# SET TASKS:
A - Please list every variable name that the R code in the simulation report assigns a value to.
B - In the simulation report, how many exponentials are drawn for each sample?

This report has two parts:
1. Simulate an exponential distribution to verify the Central Limit Theorem (Abbreviation as CLT in this article).
The exponential distribution has only one parameter lambda as the rate. The mean of exponential distribution is 1/lambda and the standard deviation is also 1/lambda.
In this experiment, set lambda = 0.2 for all of the simulations. And for each sample, 40 exponentials will be drawn and then calculate their averages. With the generated data set, calculate its mean and standard deviation to comapre with the theoretical (CLT).
2.Analyze the ToothGrowth Data, comparing tooth growth by different supplements. Here, Hypothesis Testing will be used and output confidence intervals.Detailed information, please see Part Two below.
Use R function rexp(n, lambda) to generate random exponentials. For each simulation, 40 exponentials value will be drawn as sample. Caculate the mean of these 40 exponentials, and do this simulation 1000 times.
In this report, assume that the parameter lambda=0.2 for all simulations. see the R code below:
nosim <- 1000;n<-40;lambda<-0.2
SimulatesMeans<-apply(matrix(rexp(n*nosim,lambda), nosim), 1,mean)
smean<-mean(SimulatesMeans) # Calculate the mean of the averages of 1000 samples
smean
## [1] 4.956786
ssd<-sd(SimulatesMeans) # Calculate the standard deviation of the averages of 1000 samples
ssd
## [1] 0.7637221
As CLT states, the sample mean distribution is an Asymptopia of a normal distribution N(μ,σ2/n). The sample mean distribution’s mean equals the normal distribution’s mean and its standard deviation equals normal distribution’s standard deviation divided by squre root of n.

# MATERIAL SHOWN:
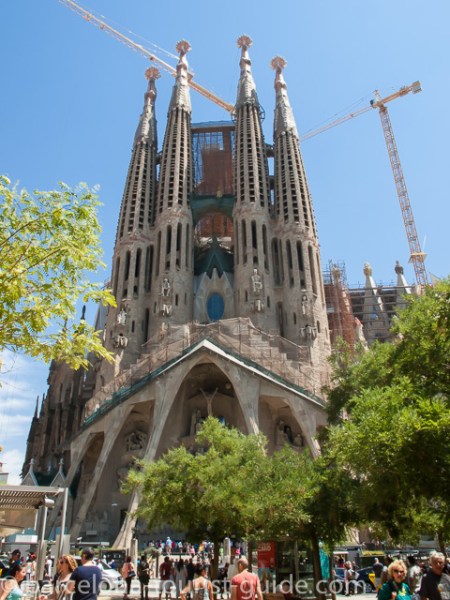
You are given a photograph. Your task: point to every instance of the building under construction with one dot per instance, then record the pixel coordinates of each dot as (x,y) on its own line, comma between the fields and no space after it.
(222,308)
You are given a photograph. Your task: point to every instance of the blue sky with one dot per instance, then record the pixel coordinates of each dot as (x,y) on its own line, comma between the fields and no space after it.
(71,97)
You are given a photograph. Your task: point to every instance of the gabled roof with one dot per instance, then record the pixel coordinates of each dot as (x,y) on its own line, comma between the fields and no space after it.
(25,497)
(212,346)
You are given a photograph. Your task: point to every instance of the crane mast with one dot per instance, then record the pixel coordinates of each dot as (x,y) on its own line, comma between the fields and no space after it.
(91,18)
(417,257)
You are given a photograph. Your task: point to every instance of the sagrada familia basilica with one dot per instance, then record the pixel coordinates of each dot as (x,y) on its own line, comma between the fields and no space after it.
(223,307)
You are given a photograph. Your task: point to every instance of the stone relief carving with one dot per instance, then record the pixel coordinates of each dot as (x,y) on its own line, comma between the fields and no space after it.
(256,282)
(136,440)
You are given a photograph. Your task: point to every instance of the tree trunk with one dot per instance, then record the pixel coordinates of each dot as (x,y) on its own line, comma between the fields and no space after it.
(319,589)
(215,560)
(441,542)
(250,556)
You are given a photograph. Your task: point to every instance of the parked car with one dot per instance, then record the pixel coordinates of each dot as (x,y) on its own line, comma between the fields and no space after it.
(111,579)
(361,583)
(368,577)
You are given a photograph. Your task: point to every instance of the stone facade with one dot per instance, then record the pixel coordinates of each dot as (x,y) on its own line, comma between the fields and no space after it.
(221,307)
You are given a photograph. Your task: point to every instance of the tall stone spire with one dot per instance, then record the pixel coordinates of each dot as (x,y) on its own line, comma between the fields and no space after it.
(254,296)
(126,330)
(171,297)
(138,198)
(292,197)
(246,86)
(298,271)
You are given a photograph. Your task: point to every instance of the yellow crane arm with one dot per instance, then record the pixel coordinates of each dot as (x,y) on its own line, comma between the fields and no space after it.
(417,257)
(377,103)
(91,18)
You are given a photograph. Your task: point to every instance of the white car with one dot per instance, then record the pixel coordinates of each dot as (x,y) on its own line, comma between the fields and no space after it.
(111,579)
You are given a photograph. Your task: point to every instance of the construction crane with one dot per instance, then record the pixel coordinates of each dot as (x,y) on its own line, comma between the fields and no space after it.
(91,18)
(417,257)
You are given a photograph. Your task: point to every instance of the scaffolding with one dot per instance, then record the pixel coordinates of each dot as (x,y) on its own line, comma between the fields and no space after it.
(341,320)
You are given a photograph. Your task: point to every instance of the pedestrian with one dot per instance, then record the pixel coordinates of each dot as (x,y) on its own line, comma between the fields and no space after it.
(84,582)
(65,567)
(245,585)
(144,576)
(435,584)
(190,568)
(414,575)
(201,588)
(10,589)
(377,570)
(165,571)
(395,587)
(13,561)
(128,572)
(180,576)
(349,578)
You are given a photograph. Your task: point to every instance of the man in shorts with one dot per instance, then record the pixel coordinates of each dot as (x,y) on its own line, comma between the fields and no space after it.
(245,585)
(85,581)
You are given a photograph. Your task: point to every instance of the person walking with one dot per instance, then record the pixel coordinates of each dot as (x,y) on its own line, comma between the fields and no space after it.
(128,572)
(245,585)
(201,587)
(65,567)
(10,589)
(84,582)
(377,569)
(435,584)
(165,571)
(144,576)
(16,559)
(395,587)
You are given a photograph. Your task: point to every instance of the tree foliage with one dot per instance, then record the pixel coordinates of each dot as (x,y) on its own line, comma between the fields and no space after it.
(234,488)
(49,242)
(396,442)
(207,495)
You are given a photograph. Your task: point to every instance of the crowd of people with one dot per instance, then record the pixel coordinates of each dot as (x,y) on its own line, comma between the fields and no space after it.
(395,579)
(398,579)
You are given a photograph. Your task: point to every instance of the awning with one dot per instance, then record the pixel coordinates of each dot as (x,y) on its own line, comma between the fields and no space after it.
(26,497)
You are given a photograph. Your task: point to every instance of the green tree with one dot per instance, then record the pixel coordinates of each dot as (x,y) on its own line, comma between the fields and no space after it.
(209,494)
(396,442)
(234,488)
(49,242)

# WRITTEN RESPONSES:
A - nosim, n, lambda, SimulatesMeans, smean, ssd

B - 40 exponentials are drawn for each sample.